**Task item:**
Write out the passage of the hosts file article below, starting at "The came Windows." and ending at "often as it did.".

Back in the day, before Windows, we had DOS, a basic command line interface. We kicked-off our applications from the DOS command line, used tools to manage our computer environment, and became able, if not adept in changing things to make the computer run better.
The came Windows. Simply put, Windows is a graphical interface that sits on top of DOS. DOS is still there, underpinning all the Windows functions. You can still use DOS by invoking PowerShell or the CMD command.
All the old DOS stuff is still there, hidden files defining how your machine starts up, how it runs and how it recovers from internal errors. The Blue Screen of Death doesn’t appear as often as it did.
Before the Internet, there was no such thing as Domain Name Servers (`’DNS`). Network administrators manually maintained a text file, usually called Hosts.txt, that mapped computer names to computer addresses. This was fine while networks were local, and had few nodes on them. As networks grew and began to link to other networks, the job of modifying the host file became an increasing burden on network admins.
A solution to the admin problem was put forward in 1983, and was implemented as the DNS system in 1984. The ability to modify the hosts file is a legacy of those early days. Windows systems, even today, come with a sample hosts file, hosts.sam, included in the file system.
Simply put, what the hosts file does is to hold a list of correspondences between website names and IP addresses. The operating system checks the hosts file before going onto the Internet to obtain the translation from a DNS server. Local matches take precedence over Internet DNS searches.
Why would you want to modify the Hosts file?
The benefits of modifying the host file include:
Speeding up connections to commonly accessed websites:
Listing the name to IP address mappings for commonly accessed websites in the hosts file means that the networking system does not need to go onto the Internet and ask a DNS server for the IP address before linking to the site. Obviously, host file access is quicker, and allows you to reach the website even if your DNS server is down for some reason.
Blocking tracking and adware sites;
Many websites today are almost unusable because of adverts on them. There is a fixed IP address for the local computer, 127.0.0.1. You can block access to known adware and tracking websites by mapping the site name to 127.0.0.1 in your hosts file. When a website tries to contact them, the networking system looks for them on your local computer and of course fails to find them. Use of the website you want will continue, but without the ads and tracking element.

**Supplied material:**
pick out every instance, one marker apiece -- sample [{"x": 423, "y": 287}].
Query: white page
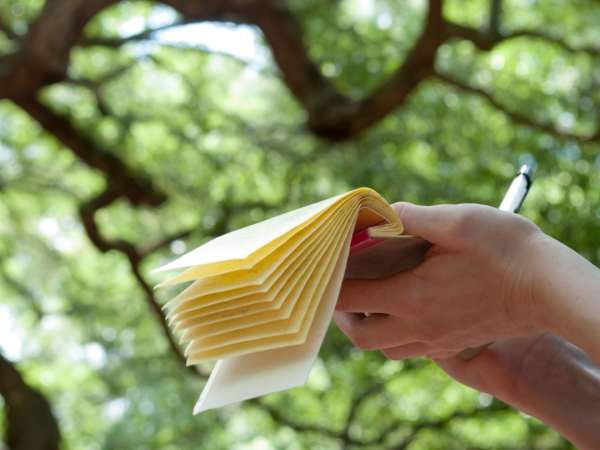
[
  {"x": 243, "y": 242},
  {"x": 255, "y": 374}
]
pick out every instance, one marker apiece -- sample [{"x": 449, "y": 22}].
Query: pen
[
  {"x": 518, "y": 190},
  {"x": 512, "y": 202}
]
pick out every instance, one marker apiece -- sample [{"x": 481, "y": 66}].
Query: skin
[{"x": 491, "y": 276}]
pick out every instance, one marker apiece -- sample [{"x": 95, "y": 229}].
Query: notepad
[{"x": 261, "y": 298}]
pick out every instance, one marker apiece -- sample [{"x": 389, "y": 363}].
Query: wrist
[{"x": 566, "y": 290}]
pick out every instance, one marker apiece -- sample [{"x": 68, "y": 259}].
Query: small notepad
[{"x": 261, "y": 298}]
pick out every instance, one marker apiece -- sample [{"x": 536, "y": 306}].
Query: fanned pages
[{"x": 262, "y": 297}]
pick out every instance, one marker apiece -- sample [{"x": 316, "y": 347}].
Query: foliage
[{"x": 228, "y": 145}]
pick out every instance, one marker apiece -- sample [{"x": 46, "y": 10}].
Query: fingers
[
  {"x": 394, "y": 295},
  {"x": 376, "y": 331},
  {"x": 428, "y": 222},
  {"x": 451, "y": 226},
  {"x": 406, "y": 351}
]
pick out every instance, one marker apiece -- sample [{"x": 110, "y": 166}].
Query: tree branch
[
  {"x": 4, "y": 28},
  {"x": 136, "y": 188},
  {"x": 331, "y": 115},
  {"x": 30, "y": 422},
  {"x": 87, "y": 212},
  {"x": 487, "y": 41},
  {"x": 515, "y": 117}
]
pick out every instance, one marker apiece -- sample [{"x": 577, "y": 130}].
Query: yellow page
[
  {"x": 273, "y": 323},
  {"x": 201, "y": 293},
  {"x": 302, "y": 288},
  {"x": 250, "y": 304},
  {"x": 242, "y": 348},
  {"x": 283, "y": 330},
  {"x": 220, "y": 267},
  {"x": 242, "y": 243}
]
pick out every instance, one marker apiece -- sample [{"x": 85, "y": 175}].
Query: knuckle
[
  {"x": 460, "y": 224},
  {"x": 360, "y": 339},
  {"x": 433, "y": 334},
  {"x": 416, "y": 309}
]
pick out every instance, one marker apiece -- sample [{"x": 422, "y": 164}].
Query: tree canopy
[{"x": 133, "y": 131}]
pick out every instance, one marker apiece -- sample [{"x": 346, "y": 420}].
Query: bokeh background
[{"x": 133, "y": 131}]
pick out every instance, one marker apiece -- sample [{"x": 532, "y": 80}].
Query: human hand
[
  {"x": 479, "y": 283},
  {"x": 543, "y": 376}
]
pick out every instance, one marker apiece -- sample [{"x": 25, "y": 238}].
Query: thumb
[{"x": 428, "y": 222}]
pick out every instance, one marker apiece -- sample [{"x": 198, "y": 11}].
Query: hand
[
  {"x": 479, "y": 283},
  {"x": 543, "y": 376}
]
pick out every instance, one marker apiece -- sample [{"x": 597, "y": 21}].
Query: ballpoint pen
[{"x": 512, "y": 202}]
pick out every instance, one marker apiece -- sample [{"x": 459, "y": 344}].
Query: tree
[{"x": 119, "y": 149}]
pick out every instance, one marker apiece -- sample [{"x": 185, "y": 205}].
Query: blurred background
[{"x": 133, "y": 131}]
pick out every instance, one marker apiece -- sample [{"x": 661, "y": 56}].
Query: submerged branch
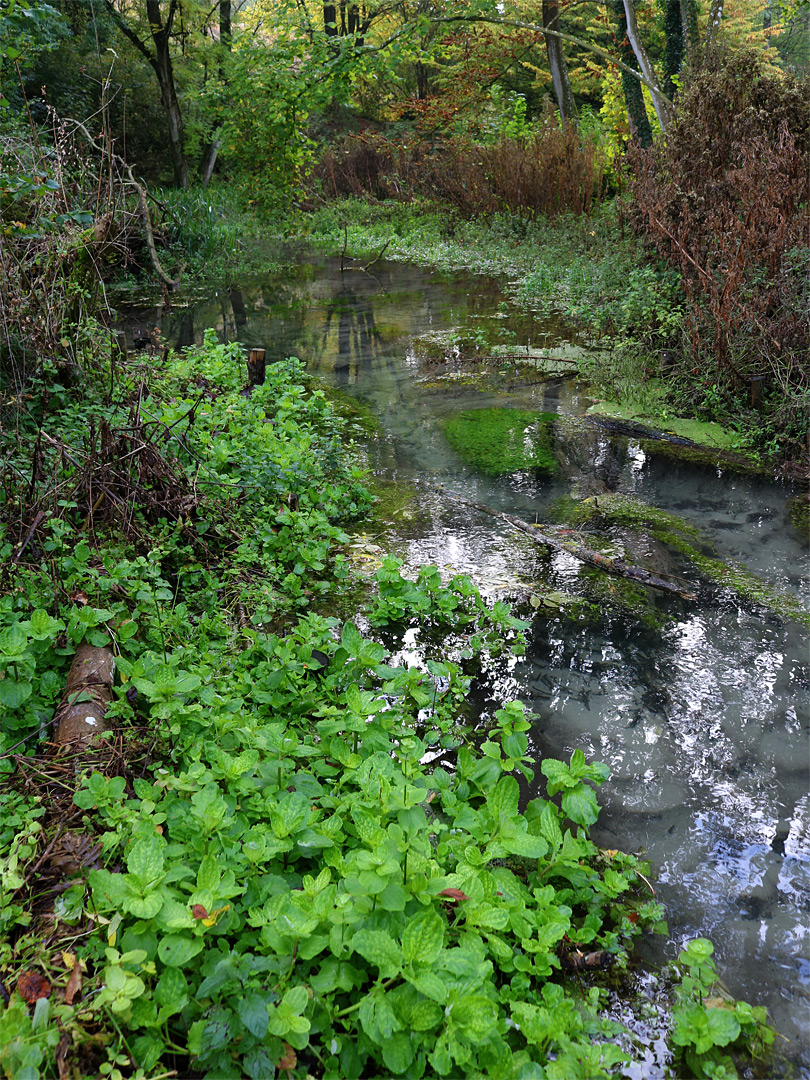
[{"x": 570, "y": 547}]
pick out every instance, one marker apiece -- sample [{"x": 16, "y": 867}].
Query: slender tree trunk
[
  {"x": 713, "y": 25},
  {"x": 212, "y": 150},
  {"x": 556, "y": 63},
  {"x": 639, "y": 125},
  {"x": 174, "y": 117},
  {"x": 644, "y": 63},
  {"x": 329, "y": 21},
  {"x": 675, "y": 43},
  {"x": 160, "y": 62},
  {"x": 691, "y": 37}
]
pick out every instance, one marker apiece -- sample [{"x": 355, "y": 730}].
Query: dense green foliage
[{"x": 321, "y": 863}]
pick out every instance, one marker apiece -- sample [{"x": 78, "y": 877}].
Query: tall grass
[{"x": 552, "y": 171}]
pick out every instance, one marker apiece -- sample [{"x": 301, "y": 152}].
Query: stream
[{"x": 700, "y": 710}]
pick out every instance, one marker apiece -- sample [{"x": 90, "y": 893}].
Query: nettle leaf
[
  {"x": 423, "y": 937},
  {"x": 379, "y": 948},
  {"x": 580, "y": 805}
]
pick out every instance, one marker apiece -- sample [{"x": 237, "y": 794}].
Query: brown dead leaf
[
  {"x": 31, "y": 986},
  {"x": 75, "y": 984},
  {"x": 454, "y": 894},
  {"x": 289, "y": 1060}
]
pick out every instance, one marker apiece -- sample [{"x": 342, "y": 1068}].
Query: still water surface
[{"x": 705, "y": 723}]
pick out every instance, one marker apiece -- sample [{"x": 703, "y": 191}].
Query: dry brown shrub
[
  {"x": 725, "y": 200},
  {"x": 551, "y": 172}
]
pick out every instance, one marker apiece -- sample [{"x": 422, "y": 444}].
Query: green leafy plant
[{"x": 707, "y": 1025}]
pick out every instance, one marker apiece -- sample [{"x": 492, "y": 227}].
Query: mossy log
[
  {"x": 80, "y": 716},
  {"x": 571, "y": 545}
]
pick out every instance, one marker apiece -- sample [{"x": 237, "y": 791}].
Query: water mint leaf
[
  {"x": 399, "y": 1052},
  {"x": 351, "y": 639},
  {"x": 172, "y": 990},
  {"x": 208, "y": 875},
  {"x": 380, "y": 949},
  {"x": 580, "y": 805},
  {"x": 14, "y": 692},
  {"x": 525, "y": 845},
  {"x": 723, "y": 1026},
  {"x": 253, "y": 1013},
  {"x": 143, "y": 906},
  {"x": 474, "y": 1014},
  {"x": 13, "y": 640},
  {"x": 423, "y": 937},
  {"x": 502, "y": 801},
  {"x": 145, "y": 861},
  {"x": 175, "y": 950},
  {"x": 426, "y": 1015},
  {"x": 430, "y": 985}
]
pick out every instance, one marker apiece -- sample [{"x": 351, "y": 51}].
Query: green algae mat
[{"x": 499, "y": 441}]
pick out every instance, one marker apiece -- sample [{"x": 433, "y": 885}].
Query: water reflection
[{"x": 704, "y": 720}]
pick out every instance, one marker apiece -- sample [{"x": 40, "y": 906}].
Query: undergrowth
[{"x": 321, "y": 864}]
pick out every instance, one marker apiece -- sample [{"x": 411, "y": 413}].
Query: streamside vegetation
[{"x": 288, "y": 851}]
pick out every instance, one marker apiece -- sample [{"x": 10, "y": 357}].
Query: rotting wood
[
  {"x": 569, "y": 545},
  {"x": 80, "y": 716},
  {"x": 256, "y": 366}
]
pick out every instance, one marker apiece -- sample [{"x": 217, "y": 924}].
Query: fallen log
[
  {"x": 80, "y": 715},
  {"x": 567, "y": 542}
]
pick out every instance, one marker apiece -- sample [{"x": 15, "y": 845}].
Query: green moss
[
  {"x": 701, "y": 432},
  {"x": 500, "y": 441},
  {"x": 687, "y": 540},
  {"x": 703, "y": 456},
  {"x": 798, "y": 514},
  {"x": 626, "y": 597}
]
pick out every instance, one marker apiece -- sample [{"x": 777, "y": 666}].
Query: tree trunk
[
  {"x": 211, "y": 152},
  {"x": 675, "y": 43},
  {"x": 80, "y": 717},
  {"x": 639, "y": 125},
  {"x": 569, "y": 543},
  {"x": 174, "y": 117},
  {"x": 713, "y": 24},
  {"x": 161, "y": 64},
  {"x": 644, "y": 63},
  {"x": 556, "y": 63}
]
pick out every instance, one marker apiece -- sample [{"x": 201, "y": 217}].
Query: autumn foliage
[
  {"x": 549, "y": 172},
  {"x": 725, "y": 200}
]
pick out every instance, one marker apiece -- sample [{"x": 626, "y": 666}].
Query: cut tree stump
[{"x": 80, "y": 715}]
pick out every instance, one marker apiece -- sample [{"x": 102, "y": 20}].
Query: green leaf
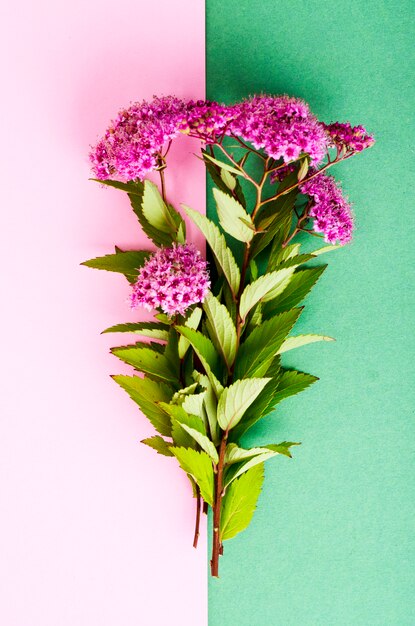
[
  {"x": 203, "y": 441},
  {"x": 325, "y": 249},
  {"x": 228, "y": 179},
  {"x": 178, "y": 417},
  {"x": 199, "y": 466},
  {"x": 233, "y": 217},
  {"x": 210, "y": 404},
  {"x": 283, "y": 447},
  {"x": 235, "y": 454},
  {"x": 261, "y": 288},
  {"x": 236, "y": 399},
  {"x": 239, "y": 502},
  {"x": 206, "y": 352},
  {"x": 192, "y": 321},
  {"x": 259, "y": 409},
  {"x": 219, "y": 176},
  {"x": 193, "y": 403},
  {"x": 147, "y": 394},
  {"x": 222, "y": 165},
  {"x": 221, "y": 329},
  {"x": 260, "y": 456},
  {"x": 127, "y": 263},
  {"x": 302, "y": 172},
  {"x": 159, "y": 445},
  {"x": 301, "y": 340},
  {"x": 155, "y": 209},
  {"x": 217, "y": 243},
  {"x": 133, "y": 187},
  {"x": 237, "y": 470},
  {"x": 291, "y": 383},
  {"x": 148, "y": 329},
  {"x": 299, "y": 286},
  {"x": 146, "y": 360},
  {"x": 263, "y": 343}
]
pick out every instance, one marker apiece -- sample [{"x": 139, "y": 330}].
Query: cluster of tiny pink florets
[
  {"x": 131, "y": 145},
  {"x": 351, "y": 138},
  {"x": 329, "y": 208},
  {"x": 281, "y": 126},
  {"x": 206, "y": 119},
  {"x": 172, "y": 279}
]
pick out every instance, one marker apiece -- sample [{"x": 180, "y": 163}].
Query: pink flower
[
  {"x": 331, "y": 211},
  {"x": 351, "y": 138},
  {"x": 282, "y": 126},
  {"x": 132, "y": 143},
  {"x": 172, "y": 279}
]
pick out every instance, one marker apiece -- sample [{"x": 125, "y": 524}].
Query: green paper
[{"x": 332, "y": 542}]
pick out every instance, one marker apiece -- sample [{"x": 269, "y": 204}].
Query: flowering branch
[{"x": 209, "y": 366}]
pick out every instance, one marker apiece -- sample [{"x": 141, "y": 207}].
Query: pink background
[{"x": 96, "y": 529}]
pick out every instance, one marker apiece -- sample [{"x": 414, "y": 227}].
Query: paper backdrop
[
  {"x": 332, "y": 543},
  {"x": 95, "y": 529}
]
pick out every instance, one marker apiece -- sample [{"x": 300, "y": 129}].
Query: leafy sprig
[{"x": 205, "y": 378}]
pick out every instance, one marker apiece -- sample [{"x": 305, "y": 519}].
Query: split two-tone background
[{"x": 95, "y": 530}]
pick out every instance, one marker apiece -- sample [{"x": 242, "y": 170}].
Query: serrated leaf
[
  {"x": 217, "y": 244},
  {"x": 291, "y": 383},
  {"x": 203, "y": 441},
  {"x": 222, "y": 165},
  {"x": 239, "y": 502},
  {"x": 259, "y": 409},
  {"x": 235, "y": 454},
  {"x": 233, "y": 217},
  {"x": 133, "y": 187},
  {"x": 210, "y": 404},
  {"x": 237, "y": 470},
  {"x": 147, "y": 394},
  {"x": 260, "y": 455},
  {"x": 299, "y": 286},
  {"x": 236, "y": 399},
  {"x": 261, "y": 288},
  {"x": 216, "y": 172},
  {"x": 148, "y": 329},
  {"x": 263, "y": 343},
  {"x": 199, "y": 466},
  {"x": 221, "y": 329},
  {"x": 159, "y": 445},
  {"x": 301, "y": 340},
  {"x": 193, "y": 403},
  {"x": 325, "y": 249},
  {"x": 127, "y": 263},
  {"x": 206, "y": 352},
  {"x": 179, "y": 416},
  {"x": 146, "y": 360},
  {"x": 228, "y": 179}
]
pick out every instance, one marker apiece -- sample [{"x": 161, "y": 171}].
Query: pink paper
[{"x": 96, "y": 529}]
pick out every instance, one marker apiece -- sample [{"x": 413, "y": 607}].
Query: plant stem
[
  {"x": 301, "y": 182},
  {"x": 217, "y": 507},
  {"x": 197, "y": 521},
  {"x": 163, "y": 184}
]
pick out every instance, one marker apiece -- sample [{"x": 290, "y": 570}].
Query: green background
[{"x": 332, "y": 542}]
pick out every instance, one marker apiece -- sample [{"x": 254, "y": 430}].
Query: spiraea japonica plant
[{"x": 210, "y": 364}]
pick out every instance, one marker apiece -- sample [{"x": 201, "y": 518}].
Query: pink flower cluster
[
  {"x": 131, "y": 144},
  {"x": 171, "y": 279},
  {"x": 283, "y": 127},
  {"x": 331, "y": 211},
  {"x": 352, "y": 138}
]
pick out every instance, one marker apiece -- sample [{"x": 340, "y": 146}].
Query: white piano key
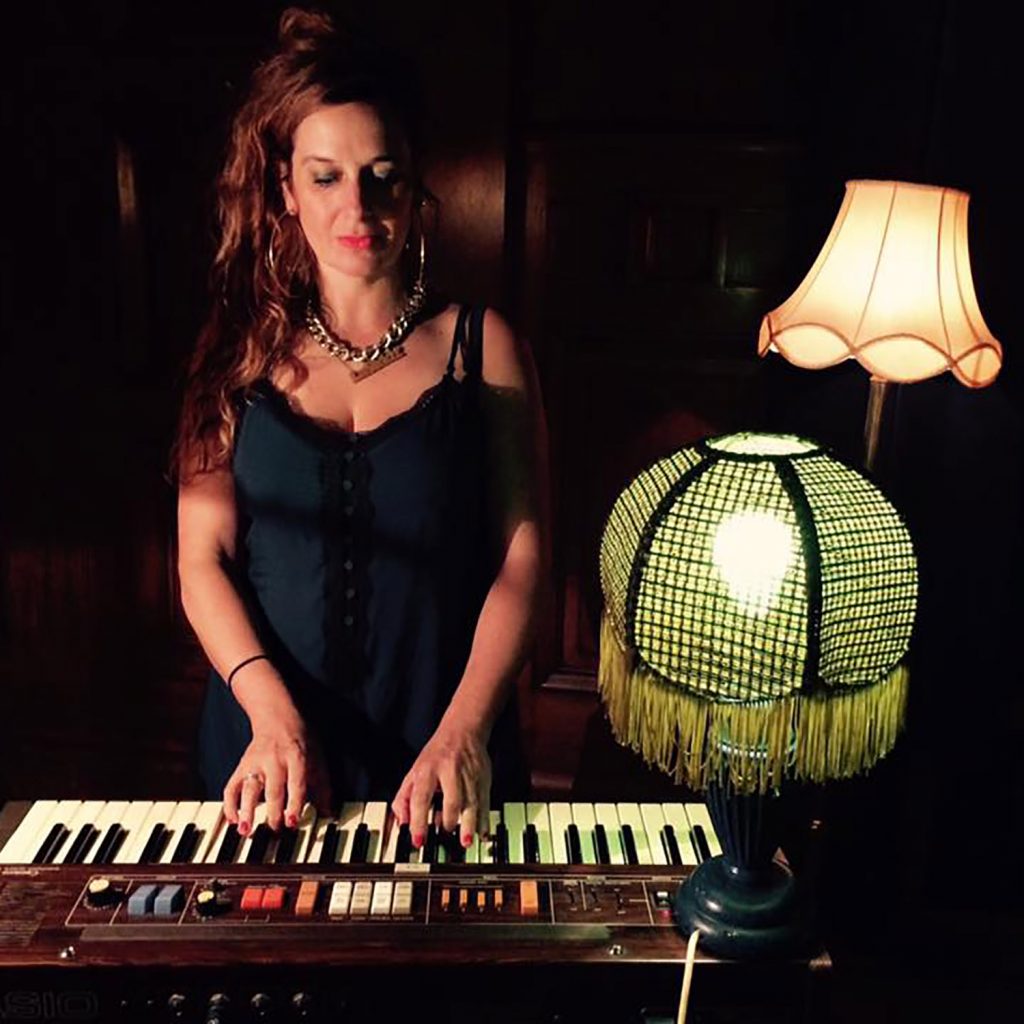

**Finished task:**
The came Windows. Simply put, Windows is a graphical interface that sits on top of DOS. DOS is still there, underpinning all the Windows functions. You can still use DOS by invoking PowerShell or the CMD command.
All the old DOS stuff is still there, hidden files defining how your machine starts up, how it runs and how it recovers from internal errors. The Blue Screen of Death doesn’t appear as often as it did.